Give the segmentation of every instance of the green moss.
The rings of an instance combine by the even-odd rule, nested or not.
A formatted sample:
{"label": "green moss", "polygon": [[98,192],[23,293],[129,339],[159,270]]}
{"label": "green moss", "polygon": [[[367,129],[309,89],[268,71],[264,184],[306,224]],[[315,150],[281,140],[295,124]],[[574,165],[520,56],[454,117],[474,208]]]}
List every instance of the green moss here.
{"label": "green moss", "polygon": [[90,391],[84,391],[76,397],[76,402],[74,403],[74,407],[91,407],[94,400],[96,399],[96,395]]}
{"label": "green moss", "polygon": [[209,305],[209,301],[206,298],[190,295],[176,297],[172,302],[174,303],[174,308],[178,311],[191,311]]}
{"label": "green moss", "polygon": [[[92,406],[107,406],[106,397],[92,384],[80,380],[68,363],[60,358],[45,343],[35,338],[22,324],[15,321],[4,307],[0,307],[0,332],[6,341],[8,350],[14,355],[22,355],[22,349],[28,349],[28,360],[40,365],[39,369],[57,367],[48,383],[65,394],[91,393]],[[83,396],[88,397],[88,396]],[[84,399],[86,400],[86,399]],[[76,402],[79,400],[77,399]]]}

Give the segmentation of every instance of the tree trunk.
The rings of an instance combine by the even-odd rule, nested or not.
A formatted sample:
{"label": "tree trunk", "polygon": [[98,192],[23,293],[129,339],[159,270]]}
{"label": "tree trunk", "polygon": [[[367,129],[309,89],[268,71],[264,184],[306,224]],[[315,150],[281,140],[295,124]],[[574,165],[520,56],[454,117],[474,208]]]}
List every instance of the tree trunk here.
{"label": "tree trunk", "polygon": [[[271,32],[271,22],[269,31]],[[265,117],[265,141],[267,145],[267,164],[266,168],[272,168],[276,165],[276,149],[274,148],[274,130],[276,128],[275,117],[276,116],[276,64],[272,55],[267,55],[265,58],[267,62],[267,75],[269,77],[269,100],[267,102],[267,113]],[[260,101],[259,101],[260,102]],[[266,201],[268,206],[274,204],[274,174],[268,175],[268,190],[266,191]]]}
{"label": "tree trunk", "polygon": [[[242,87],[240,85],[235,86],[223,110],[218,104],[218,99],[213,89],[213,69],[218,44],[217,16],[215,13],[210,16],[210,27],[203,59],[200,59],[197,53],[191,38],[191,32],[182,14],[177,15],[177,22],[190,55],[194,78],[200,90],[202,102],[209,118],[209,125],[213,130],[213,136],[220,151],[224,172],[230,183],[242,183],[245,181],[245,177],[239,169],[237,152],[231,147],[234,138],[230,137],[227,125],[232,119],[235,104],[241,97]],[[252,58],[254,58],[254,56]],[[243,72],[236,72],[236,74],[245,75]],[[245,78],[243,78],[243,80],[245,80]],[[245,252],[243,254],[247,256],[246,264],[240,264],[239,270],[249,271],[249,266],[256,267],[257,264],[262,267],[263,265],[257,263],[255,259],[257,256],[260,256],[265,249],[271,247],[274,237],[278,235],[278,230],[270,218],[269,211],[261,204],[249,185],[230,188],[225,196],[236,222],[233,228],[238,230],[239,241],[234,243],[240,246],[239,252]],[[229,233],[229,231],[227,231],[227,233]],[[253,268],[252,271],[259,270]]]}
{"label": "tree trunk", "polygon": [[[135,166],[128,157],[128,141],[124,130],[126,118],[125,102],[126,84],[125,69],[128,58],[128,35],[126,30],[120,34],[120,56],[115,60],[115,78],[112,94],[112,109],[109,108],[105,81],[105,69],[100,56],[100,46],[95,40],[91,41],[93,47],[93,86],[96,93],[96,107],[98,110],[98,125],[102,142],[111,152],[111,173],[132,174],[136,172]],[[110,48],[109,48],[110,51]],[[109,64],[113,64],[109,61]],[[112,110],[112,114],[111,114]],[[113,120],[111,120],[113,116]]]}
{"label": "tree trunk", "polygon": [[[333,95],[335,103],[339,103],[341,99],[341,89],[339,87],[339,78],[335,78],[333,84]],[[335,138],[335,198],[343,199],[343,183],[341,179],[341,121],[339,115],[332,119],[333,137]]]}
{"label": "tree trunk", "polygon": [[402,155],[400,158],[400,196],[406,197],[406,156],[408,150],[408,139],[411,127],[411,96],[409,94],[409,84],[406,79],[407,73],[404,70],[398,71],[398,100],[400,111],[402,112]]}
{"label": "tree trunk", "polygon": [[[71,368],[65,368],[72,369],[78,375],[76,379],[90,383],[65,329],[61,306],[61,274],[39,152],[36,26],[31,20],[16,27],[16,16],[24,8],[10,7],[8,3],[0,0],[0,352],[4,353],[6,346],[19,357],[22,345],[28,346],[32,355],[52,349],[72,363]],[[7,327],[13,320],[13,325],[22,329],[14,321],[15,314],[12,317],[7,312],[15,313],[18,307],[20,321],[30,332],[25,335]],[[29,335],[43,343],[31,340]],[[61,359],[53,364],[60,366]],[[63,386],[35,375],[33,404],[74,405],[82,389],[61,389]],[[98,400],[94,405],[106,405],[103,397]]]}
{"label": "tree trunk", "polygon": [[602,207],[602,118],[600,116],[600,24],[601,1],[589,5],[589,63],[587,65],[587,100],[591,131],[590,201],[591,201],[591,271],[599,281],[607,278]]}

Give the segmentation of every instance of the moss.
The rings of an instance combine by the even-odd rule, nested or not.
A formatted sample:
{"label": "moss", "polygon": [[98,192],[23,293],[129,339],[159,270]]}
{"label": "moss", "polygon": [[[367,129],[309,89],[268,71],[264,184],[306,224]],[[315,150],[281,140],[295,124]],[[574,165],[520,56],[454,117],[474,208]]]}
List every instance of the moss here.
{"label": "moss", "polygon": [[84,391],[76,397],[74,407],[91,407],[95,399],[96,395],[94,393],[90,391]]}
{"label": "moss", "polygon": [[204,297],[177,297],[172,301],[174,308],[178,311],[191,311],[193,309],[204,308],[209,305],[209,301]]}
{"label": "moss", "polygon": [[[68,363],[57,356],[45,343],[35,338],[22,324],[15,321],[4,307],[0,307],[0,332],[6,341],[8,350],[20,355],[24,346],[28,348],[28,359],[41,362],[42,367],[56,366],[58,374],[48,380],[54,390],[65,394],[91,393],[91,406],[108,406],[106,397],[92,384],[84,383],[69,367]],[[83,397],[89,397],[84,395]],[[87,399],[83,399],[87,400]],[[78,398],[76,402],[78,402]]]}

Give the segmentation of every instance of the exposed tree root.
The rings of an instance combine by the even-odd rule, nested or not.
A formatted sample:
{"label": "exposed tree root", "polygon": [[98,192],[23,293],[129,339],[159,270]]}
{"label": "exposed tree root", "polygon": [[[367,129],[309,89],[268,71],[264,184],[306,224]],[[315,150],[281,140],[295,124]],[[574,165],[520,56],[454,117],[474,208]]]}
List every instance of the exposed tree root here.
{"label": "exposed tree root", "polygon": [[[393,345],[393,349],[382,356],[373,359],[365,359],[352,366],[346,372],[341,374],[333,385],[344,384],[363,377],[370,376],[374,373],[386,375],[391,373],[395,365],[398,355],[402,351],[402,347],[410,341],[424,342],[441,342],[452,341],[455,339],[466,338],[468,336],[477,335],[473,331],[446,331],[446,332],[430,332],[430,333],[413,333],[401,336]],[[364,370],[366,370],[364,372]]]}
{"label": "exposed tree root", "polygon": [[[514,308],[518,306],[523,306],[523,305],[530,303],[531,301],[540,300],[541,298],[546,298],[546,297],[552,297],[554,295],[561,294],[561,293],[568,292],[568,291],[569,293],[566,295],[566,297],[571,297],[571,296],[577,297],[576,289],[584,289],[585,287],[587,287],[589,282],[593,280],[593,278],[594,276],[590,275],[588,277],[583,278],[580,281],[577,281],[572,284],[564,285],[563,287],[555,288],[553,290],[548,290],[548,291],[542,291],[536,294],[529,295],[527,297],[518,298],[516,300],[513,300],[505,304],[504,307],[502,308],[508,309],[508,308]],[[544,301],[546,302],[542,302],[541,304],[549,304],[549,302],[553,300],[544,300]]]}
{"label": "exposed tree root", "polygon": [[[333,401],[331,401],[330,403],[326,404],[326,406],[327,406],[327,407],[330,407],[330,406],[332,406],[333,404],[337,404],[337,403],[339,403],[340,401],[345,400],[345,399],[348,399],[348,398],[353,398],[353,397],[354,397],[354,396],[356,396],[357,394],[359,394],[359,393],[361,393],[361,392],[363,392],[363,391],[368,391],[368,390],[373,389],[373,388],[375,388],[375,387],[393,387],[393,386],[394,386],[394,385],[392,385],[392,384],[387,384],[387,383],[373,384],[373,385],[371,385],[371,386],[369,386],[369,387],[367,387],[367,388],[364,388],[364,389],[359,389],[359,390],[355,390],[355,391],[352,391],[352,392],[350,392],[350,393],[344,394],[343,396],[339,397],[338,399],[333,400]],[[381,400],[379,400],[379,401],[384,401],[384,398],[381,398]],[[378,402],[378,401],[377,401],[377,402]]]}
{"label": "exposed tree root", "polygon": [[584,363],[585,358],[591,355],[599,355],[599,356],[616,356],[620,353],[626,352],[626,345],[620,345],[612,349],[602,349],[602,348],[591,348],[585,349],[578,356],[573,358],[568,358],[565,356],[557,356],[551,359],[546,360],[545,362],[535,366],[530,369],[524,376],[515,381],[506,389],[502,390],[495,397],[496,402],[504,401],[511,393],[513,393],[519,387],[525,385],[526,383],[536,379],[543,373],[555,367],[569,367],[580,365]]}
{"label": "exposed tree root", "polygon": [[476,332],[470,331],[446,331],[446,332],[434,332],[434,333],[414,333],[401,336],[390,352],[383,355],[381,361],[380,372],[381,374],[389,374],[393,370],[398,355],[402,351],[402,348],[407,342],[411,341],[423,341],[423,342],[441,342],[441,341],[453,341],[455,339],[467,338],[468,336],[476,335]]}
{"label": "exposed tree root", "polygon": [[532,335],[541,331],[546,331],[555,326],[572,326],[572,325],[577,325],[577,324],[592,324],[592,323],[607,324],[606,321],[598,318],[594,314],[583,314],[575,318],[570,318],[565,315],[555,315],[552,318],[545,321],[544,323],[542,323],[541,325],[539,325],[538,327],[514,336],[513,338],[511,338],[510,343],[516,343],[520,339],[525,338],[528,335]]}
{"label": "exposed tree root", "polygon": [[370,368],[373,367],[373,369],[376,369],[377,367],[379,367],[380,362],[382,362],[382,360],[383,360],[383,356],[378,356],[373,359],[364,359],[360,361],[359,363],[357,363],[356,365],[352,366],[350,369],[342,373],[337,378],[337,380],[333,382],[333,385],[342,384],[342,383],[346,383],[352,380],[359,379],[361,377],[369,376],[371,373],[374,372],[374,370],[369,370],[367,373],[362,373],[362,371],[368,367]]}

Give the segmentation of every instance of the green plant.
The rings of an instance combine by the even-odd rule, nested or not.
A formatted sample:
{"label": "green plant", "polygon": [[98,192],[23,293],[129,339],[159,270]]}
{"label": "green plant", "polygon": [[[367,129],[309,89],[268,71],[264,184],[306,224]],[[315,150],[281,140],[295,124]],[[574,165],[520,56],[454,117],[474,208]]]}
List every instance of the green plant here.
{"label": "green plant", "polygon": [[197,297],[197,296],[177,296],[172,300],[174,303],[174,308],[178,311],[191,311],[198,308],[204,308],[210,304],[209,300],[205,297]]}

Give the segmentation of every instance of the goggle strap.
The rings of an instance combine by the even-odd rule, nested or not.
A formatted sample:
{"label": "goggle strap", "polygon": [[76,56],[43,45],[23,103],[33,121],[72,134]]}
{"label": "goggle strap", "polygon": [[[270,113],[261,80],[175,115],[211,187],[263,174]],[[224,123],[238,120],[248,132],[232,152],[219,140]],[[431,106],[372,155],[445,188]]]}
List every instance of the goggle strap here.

**What to produce**
From the records above, pick out every line containing the word "here" and copy each one.

**Answer to this exercise**
List every instance of the green moss here.
List every instance of the tree trunk here.
List every instance of the moss here.
List every instance of the exposed tree root here.
List every instance of the green plant here.
List every instance of the goggle strap here.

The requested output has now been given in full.